PARTS OF THE EXERCISE -
1. Rewrite everything in the rows from the very start down to the line containing "[195, 43, 300, 100]", including that line, as a numbered list with blank lines left out.
2. Write the next part of the blog post about an evening out at a conference, picking up after its last sentence.

SELECTED PASSAGE -
□ □ □ □ □ □ □
Panoramic view of the parade of female saints in the mural at Sant' Apollinare Nuovo di Ravenna, from Wikimedia Commons
And thereafter we were off the leash again, and this time on the town. Michael Fletcher was determined that he needed to buy me beer and I wasn’t strong enough (or indeed at all likely) to argue, so I wound up at a certain pizza place with him and Richard Scott Nokes (with whom I was able to talk more this year, I’m happy to say, though as an exhibitor he was kind of a sitting target) and various other non-blogging but good people. But these days I don’t get wrecked at conferences because it makes the next day so hard so we were back quite quick scrounging wine off publishers and I think it was Early Medieval Europe served me my last drink of the night. All praise to them, therefore, and this will resume after the post I meant to post last time. Y’know, assuming no-one else dies. Please don’t.
□ □ □ □ □ □ □
PROVIDED RECORDS -

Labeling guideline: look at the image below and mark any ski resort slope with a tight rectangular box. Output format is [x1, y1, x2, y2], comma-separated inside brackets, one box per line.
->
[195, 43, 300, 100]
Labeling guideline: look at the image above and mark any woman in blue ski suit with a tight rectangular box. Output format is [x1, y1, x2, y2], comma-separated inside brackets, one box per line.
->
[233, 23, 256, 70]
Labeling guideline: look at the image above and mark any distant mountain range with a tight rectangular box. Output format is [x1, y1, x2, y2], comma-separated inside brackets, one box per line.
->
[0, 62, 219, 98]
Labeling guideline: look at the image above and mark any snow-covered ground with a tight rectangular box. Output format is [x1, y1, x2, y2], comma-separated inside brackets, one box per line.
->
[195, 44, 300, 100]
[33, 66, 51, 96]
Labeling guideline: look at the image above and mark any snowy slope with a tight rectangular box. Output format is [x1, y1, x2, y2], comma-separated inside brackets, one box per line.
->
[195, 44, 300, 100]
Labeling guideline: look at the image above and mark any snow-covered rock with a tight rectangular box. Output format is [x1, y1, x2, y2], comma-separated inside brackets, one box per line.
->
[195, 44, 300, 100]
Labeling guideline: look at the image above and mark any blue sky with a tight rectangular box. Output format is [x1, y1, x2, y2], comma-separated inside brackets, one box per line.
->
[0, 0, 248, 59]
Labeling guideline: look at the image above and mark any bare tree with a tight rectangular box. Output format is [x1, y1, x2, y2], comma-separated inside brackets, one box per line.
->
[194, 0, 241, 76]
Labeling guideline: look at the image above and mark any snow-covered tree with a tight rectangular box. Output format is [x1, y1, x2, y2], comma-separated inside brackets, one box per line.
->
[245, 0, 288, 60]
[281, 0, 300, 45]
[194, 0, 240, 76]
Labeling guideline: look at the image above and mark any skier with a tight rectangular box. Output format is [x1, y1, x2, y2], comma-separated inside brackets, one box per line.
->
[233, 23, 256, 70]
□ □ □ □ □ □ □
SOLVED TASKS -
1.
1. Labeling guideline: look at the image below and mark any ski resort slope with a tight rectangular box. Output format is [x1, y1, x2, y2], comma-separated inside brackets, one box per line.
2. ->
3. [195, 43, 300, 100]

2.
1. “This is gonna be really hot, d’you want me to put some ice in it?”
2. I have no idea what this huge historical site is doing under that domain name but there are, as far as I can see, no links out from it to the main domain so, dammit, I’m linking to it.
3. I’m not sure that I have the spelling correct here, if not and you know better do say and I’ll amend.
4. For example, Dorothy Whitelock (transl.), English Historical Documents I: c. 500-1042, 2nd edn. (London 1979), doc. nos 128 & 130.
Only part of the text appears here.